>>>
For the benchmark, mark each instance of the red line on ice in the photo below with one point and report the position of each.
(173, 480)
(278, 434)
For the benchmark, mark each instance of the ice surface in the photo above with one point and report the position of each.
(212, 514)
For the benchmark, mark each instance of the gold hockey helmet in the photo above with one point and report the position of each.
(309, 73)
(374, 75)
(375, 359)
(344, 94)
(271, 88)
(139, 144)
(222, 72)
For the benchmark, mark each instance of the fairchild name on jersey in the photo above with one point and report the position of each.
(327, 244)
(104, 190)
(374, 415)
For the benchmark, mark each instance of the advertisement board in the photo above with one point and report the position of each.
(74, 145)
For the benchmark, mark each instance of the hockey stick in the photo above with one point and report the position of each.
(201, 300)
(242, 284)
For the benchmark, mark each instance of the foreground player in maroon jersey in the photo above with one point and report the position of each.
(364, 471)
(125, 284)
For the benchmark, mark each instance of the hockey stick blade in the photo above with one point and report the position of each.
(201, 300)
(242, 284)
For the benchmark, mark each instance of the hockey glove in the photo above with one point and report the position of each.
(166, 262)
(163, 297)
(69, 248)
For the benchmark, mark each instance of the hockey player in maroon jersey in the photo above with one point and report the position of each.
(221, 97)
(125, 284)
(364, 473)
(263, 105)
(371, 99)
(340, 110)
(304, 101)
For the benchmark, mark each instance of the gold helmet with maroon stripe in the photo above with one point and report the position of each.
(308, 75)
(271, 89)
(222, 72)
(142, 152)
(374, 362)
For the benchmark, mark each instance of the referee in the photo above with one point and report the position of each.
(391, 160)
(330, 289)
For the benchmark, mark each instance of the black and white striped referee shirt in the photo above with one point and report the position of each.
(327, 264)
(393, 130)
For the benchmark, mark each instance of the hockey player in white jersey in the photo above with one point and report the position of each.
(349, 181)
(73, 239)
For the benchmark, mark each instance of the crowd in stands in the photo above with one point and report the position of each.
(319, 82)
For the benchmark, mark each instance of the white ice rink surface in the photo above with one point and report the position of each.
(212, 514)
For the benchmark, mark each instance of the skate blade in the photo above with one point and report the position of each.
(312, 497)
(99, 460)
<<<
Instruction:
Please set down each line of the records exactly as given.

Written solution:
For the benchmark, mark each instance of the red line on ice in the photo below with one point and report the position of each.
(173, 480)
(278, 434)
For the benchmark, mark each instance of the ice surface in the photo above with one point and report the position of each.
(212, 514)
For the benchmark, mark each instance of the gold hockey helmet in the photo above with one point and report the position of each.
(309, 73)
(374, 75)
(375, 359)
(344, 94)
(271, 88)
(139, 144)
(222, 72)
For the benchmark, mark each instance of the fairchild name on jersey in the photo above with one point and report the position of each.
(327, 244)
(104, 190)
(374, 415)
For the benchmark, mark each instance of the advertisement board in the photo above with one point and report the position of each.
(74, 145)
For the benchmark, mark each instance of the hockey stick in the photo above with one point and report the position of each.
(201, 300)
(242, 284)
For the benchmark, mark each instance of the foreground player in maroon jersey in the photo above with one point and report the position of each.
(364, 471)
(125, 284)
For the benchmark, mark each instance of the hockey stick blade in the photo above with one point and report the position of each.
(201, 300)
(242, 284)
For the benchmark, mark each instance of the hockey glove in the photo above with one point and report the position of each.
(166, 262)
(163, 297)
(69, 248)
For the benchmark, mark each instance of the hockey player in maroon jersey in the photo above with one point and report the position of each.
(221, 97)
(125, 284)
(364, 473)
(263, 105)
(371, 99)
(340, 110)
(304, 101)
For the benchmark, mark each instance of the gold helmet with maroon stripe in the photo above with one point and report the position of each.
(308, 75)
(271, 89)
(222, 72)
(142, 152)
(374, 362)
For the benchmark, mark each instance of the referee in the photo above with one point and report the position of each.
(391, 160)
(330, 289)
For the benchmark, mark each instance of the black and white striped referee shirt in the photo above with one point and report the position of each.
(327, 264)
(393, 130)
For the benchmark, mark each instance of the hockey player in white jersey in the photo above with one point and report the position of each.
(349, 181)
(73, 239)
For the benchmark, mark each instance of the crowd in stands in the photo above with one point and report the position of each.
(319, 82)
For the benchmark, mark each instance of the white ice rink surface in the photo above with one point and report the position of each.
(212, 514)
For the benchmark, mark each instance of the skate blade in the photo above with one point and report the position of each.
(312, 497)
(99, 460)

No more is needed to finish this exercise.